# [Problem statement]
Present every one of the entries below as a numbered list, leaving out any blank lines.

[Dataset items]

:::

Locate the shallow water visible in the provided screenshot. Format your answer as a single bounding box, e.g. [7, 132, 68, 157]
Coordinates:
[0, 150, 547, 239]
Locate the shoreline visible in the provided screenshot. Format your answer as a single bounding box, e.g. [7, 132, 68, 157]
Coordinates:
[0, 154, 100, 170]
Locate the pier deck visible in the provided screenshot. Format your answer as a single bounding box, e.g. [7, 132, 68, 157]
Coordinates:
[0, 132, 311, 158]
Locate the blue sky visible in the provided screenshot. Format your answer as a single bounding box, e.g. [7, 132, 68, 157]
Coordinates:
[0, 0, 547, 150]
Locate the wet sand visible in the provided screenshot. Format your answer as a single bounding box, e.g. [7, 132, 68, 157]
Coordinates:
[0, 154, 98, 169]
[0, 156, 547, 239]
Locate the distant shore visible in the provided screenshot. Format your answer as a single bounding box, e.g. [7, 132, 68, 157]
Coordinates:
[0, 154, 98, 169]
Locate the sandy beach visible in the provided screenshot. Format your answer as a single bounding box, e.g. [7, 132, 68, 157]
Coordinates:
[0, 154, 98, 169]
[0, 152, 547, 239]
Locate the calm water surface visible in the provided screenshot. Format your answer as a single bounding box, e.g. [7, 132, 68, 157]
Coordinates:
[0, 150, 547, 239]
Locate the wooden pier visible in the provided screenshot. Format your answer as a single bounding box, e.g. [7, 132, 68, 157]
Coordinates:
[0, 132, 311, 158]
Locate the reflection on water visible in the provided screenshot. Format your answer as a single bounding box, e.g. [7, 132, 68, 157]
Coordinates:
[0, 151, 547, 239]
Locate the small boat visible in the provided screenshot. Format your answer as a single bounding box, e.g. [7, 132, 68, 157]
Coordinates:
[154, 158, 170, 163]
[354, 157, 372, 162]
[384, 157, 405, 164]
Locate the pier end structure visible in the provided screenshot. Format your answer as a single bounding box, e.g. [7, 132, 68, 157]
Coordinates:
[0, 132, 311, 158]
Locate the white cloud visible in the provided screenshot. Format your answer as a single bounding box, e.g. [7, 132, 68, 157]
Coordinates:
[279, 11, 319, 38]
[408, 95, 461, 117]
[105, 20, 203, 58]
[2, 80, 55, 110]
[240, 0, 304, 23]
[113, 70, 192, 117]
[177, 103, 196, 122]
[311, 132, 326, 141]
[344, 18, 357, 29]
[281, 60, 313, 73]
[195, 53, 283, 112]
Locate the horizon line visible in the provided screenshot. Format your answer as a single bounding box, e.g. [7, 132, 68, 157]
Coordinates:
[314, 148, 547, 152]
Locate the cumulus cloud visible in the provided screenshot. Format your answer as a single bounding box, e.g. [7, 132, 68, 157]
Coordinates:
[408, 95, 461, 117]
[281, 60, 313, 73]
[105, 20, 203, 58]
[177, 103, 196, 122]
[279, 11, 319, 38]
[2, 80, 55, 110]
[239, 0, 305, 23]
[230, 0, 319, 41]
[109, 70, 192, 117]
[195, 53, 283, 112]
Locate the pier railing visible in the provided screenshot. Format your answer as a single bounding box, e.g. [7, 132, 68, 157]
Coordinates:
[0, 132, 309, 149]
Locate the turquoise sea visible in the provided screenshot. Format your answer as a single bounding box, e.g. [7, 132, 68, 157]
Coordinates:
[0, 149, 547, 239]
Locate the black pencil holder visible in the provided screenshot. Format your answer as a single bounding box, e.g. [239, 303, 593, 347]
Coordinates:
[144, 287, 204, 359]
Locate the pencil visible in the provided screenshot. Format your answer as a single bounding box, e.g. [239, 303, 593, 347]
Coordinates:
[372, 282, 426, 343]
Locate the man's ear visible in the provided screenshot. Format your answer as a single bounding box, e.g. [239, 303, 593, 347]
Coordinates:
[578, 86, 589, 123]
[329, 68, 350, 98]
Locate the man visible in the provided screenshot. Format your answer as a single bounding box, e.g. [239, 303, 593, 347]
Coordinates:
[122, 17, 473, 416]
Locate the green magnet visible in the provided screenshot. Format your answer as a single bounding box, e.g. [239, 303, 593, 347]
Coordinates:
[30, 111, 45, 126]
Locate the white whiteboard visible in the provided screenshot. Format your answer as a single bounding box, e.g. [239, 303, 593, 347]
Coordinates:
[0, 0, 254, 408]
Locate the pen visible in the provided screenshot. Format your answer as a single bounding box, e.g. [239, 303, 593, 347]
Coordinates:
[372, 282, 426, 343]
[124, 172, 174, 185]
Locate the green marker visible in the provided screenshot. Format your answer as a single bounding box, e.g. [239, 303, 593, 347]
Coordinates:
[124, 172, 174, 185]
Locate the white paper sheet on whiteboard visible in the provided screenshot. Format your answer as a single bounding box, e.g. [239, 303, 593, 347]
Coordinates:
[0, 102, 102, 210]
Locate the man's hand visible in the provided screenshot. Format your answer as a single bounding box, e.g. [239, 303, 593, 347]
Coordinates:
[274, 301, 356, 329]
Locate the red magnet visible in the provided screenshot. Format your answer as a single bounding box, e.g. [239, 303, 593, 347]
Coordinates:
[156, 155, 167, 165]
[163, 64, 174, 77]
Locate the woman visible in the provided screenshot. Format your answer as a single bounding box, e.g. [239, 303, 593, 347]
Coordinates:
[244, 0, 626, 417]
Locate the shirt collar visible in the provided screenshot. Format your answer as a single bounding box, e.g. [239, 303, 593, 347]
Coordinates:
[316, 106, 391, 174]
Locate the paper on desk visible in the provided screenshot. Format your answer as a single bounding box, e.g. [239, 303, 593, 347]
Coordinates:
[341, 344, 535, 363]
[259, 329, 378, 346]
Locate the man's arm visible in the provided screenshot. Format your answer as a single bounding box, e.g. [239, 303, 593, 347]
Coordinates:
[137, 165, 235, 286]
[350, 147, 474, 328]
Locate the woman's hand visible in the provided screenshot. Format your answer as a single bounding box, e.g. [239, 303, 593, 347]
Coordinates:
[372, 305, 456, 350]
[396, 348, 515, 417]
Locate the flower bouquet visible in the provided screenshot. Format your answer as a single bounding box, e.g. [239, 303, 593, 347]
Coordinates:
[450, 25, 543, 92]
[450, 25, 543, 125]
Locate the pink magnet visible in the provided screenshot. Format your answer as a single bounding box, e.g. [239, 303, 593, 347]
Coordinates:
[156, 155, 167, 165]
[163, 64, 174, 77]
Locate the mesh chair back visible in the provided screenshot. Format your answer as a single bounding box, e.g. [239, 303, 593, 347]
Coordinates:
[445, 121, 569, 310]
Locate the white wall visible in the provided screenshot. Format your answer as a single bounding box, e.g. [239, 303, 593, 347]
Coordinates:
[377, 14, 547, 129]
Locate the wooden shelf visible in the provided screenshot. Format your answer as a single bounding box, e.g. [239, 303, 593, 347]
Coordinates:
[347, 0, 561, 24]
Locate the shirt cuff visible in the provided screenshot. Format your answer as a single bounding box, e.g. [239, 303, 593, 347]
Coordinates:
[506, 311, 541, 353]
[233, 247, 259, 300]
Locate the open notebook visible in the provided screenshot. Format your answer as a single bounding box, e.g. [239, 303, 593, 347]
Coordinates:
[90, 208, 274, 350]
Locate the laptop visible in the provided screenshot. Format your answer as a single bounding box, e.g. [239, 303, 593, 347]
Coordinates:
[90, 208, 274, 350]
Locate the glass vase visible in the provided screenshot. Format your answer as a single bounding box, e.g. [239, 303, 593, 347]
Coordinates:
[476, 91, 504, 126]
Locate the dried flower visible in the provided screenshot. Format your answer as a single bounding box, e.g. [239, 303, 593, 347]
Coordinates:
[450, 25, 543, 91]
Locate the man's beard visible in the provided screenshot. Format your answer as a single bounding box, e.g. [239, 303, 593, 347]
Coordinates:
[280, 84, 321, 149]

:::

# [Written response]
1. Locate the shallow water visible in the provided screenshot. Format your answer as a single bounding box, e.g. [7, 132, 68, 157]
2. Coordinates:
3. [0, 150, 547, 239]
4. Locate the shoreline visible in the provided screenshot. Format your answer as a single bounding box, e.g. [7, 132, 68, 157]
5. Coordinates:
6. [0, 154, 100, 170]
7. Locate the pier deck visible in the provided screenshot. Format your answer as a single bounding box, e.g. [7, 132, 68, 157]
8. Coordinates:
9. [0, 132, 311, 158]
10. Locate the blue sky visible in the provided screenshot. Format your answer as a single bounding box, e.g. [7, 132, 68, 157]
11. Coordinates:
12. [0, 0, 547, 150]
13. Locate the wet sand visible in the provided screenshot. Format your answer as a single bounding box, e.g. [7, 132, 68, 157]
14. Coordinates:
15. [0, 154, 98, 169]
16. [0, 156, 547, 239]
17. Locate the distant shore visible in the provided screenshot. Format your answer as a single bounding box, e.g. [7, 132, 68, 157]
18. Coordinates:
19. [0, 154, 98, 169]
20. Locate the sandy beach visible in the provided screenshot. Format your answer as a single bounding box, e.g. [7, 132, 68, 157]
21. Coordinates:
22. [0, 154, 98, 169]
23. [0, 152, 547, 239]
24. Locate the calm water surface visible in the provided screenshot. Format your answer as a single bounding box, e.g. [7, 132, 68, 157]
25. Coordinates:
26. [0, 150, 547, 239]
27. Locate the wooden pier visible in the provided screenshot. Format your answer as a single bounding box, e.g. [7, 132, 68, 157]
28. Coordinates:
29. [0, 132, 311, 158]
30. Locate the reflection on water visible in the provided screenshot. Format your answer as a single bounding box, e.g. [7, 132, 68, 157]
31. Coordinates:
32. [0, 151, 547, 239]
33. Locate the small boat visible in the provided screenshot. Format your answer as a single bounding box, e.g. [7, 132, 68, 157]
34. Coordinates:
35. [154, 158, 170, 163]
36. [354, 157, 372, 162]
37. [384, 157, 405, 164]
38. Locate the pier end structure visible in the provided screenshot. Format your answer as a single bounding box, e.g. [7, 132, 68, 157]
39. Coordinates:
40. [0, 132, 311, 158]
41. Locate the white cloud visible in the provided screenshot. Format your answer as a single bounding box, e.g. [7, 132, 68, 157]
42. Coordinates:
43. [279, 11, 319, 38]
44. [408, 95, 461, 117]
45. [105, 20, 203, 58]
46. [2, 80, 55, 110]
47. [240, 0, 304, 23]
48. [113, 70, 192, 117]
49. [177, 103, 196, 122]
50. [311, 132, 326, 141]
51. [344, 18, 357, 29]
52. [281, 60, 313, 73]
53. [195, 53, 283, 112]
54. Locate the horizon line visible in the provided screenshot. Format your answer as a single bounding box, e.g. [7, 132, 68, 157]
55. Coordinates:
56. [314, 148, 547, 152]
57. Locate the cumulus cloud visible in the provided screenshot. Format your answer as a single bounding box, e.g. [7, 132, 68, 157]
58. Coordinates:
59. [408, 95, 461, 117]
60. [281, 60, 313, 73]
61. [105, 20, 203, 58]
62. [177, 103, 196, 122]
63. [279, 11, 319, 38]
64. [2, 80, 55, 110]
65. [239, 0, 305, 23]
66. [230, 0, 319, 41]
67. [109, 70, 192, 117]
68. [195, 53, 283, 112]
69. Locate the pier railing visible in the provided screenshot. Format your answer as a single bounding box, e.g. [7, 132, 68, 157]
70. Coordinates:
71. [0, 132, 309, 149]
72. Locate the turquoise sea visible in the provided screenshot. Format your answer as a single bounding box, e.g. [7, 132, 68, 157]
73. Coordinates:
74. [0, 149, 547, 239]
75. Locate the black pencil holder visible in the provided screenshot. Format your answer as a single bounding box, e.g. [239, 303, 593, 347]
76. Coordinates:
77. [144, 287, 204, 359]
78. Locate the pencil visible in the provided screenshot. Format your answer as a single bounding box, e.g. [239, 303, 593, 347]
79. Coordinates:
80. [372, 282, 426, 343]
81. Locate the man's ear visible in the provided screenshot. Format your answer as a single bounding box, e.g. [239, 303, 593, 347]
82. Coordinates:
83. [578, 86, 589, 123]
84. [329, 68, 350, 98]
85. Locate the man visible in the provided screenshot. Format your answer as a single bounding box, e.g. [239, 303, 593, 347]
86. Coordinates:
87. [122, 17, 473, 416]
88. Locate the green magnet visible in the provided screenshot. Format your answer as a single bounding box, e.g. [239, 303, 593, 347]
89. Coordinates:
90. [30, 111, 45, 126]
91. Locate the white whiteboard visible in the provided screenshot. Format your answer as a single bounding box, e.g. [239, 303, 593, 347]
92. Coordinates:
93. [0, 0, 254, 408]
94. Locate the pen visible in the provided screenshot. Format your answer as a single bounding box, e.g. [239, 303, 593, 347]
95. Coordinates:
96. [372, 282, 426, 343]
97. [124, 172, 174, 185]
98. Locate the green marker visible in the provided screenshot. Format your answer as a single bounding box, e.g. [239, 303, 593, 347]
99. Coordinates:
100. [124, 172, 174, 185]
101. Locate the white paper sheet on whiteboard visible in the provided screenshot. Format your answer as a single bounding box, e.g. [239, 303, 593, 347]
102. Coordinates:
103. [0, 102, 102, 210]
104. Locate the man's hand visible in the provided screenshot. Format your answer as a single bounding box, e.g. [239, 303, 593, 347]
105. Coordinates:
106. [274, 301, 356, 329]
107. Locate the red magnet visible in the provided screenshot. Format your answer as a single bounding box, e.g. [239, 303, 593, 347]
108. Coordinates:
109. [156, 155, 167, 165]
110. [163, 64, 174, 77]
111. Locate the woman visible in the provided screenshot. Format your answer as a single bounding box, e.g. [239, 303, 593, 347]
112. Coordinates:
113. [244, 0, 626, 417]
114. Locate the shirt collar visible in the provided screenshot. Format your answer as a single bounding box, e.g. [239, 303, 593, 347]
115. Coordinates:
116. [316, 106, 391, 174]
117. Locate the paper on desk visible in the provided screenshot. Format your answer as a single bounding box, e.g. [239, 303, 593, 347]
118. Coordinates:
119. [341, 344, 535, 363]
120. [259, 329, 378, 346]
121. Locate the man's arm visible in the provided screenshot. Format your answer as a single bounding box, e.g. [239, 303, 593, 347]
122. Coordinates:
123. [137, 165, 235, 286]
124. [350, 147, 474, 328]
125. Locate the woman's hand visible in the provided screenshot. Format your answer as a single bounding box, e.g. [239, 303, 593, 347]
126. Coordinates:
127. [372, 305, 456, 350]
128. [396, 348, 515, 417]
129. Locate the flower bouquet visible in the provided screenshot. Format your answer as a single bounding box, e.g. [239, 303, 593, 347]
130. Coordinates:
131. [450, 25, 543, 92]
132. [450, 25, 543, 125]
133. Locate the pink magnet visible in the provided screenshot. Format your answer as a single bounding box, e.g. [239, 303, 593, 347]
134. Coordinates:
135. [156, 155, 167, 165]
136. [163, 64, 174, 77]
137. Locate the mesh chair back visible in the provided screenshot. Format your answer as a single bounding box, e.g. [239, 303, 593, 347]
138. Coordinates:
139. [445, 121, 569, 310]
140. Locate the white wall visible in the provided screenshot. Format your answer as a single bounding box, e.g. [239, 303, 593, 347]
141. Coordinates:
142. [377, 14, 547, 129]
143. Locate the wooden shelf visible in the provided screenshot. Format your answer as a single bounding box, e.g. [239, 303, 593, 347]
144. Coordinates:
145. [347, 0, 561, 24]
146. Locate the shirt cuff visible in the provided screenshot. Format your answer as a single bounding box, e.g. [239, 303, 593, 347]
147. Coordinates:
148. [506, 311, 541, 353]
149. [233, 247, 259, 300]
150. Locate the open notebook visible in the provided screenshot. Format your answer as a single bounding box, e.g. [239, 303, 593, 347]
151. Coordinates:
152. [90, 208, 274, 350]
153. Locate the laptop visible in the provided screenshot. Format your answer as a single bounding box, e.g. [239, 303, 593, 347]
154. Coordinates:
155. [90, 208, 274, 350]
156. Locate the glass vase visible in the provided screenshot. Format your answer as a single bounding box, e.g. [239, 303, 593, 347]
157. Coordinates:
158. [476, 91, 504, 126]
159. Locate the dried flower visible in the provided screenshot. Format your answer as a single bounding box, e.g. [239, 303, 593, 347]
160. Coordinates:
161. [450, 25, 543, 91]
162. Locate the man's beard visible in the provided screenshot. Format your answer as a single bounding box, e.g. [239, 303, 593, 347]
163. Coordinates:
164. [280, 84, 321, 149]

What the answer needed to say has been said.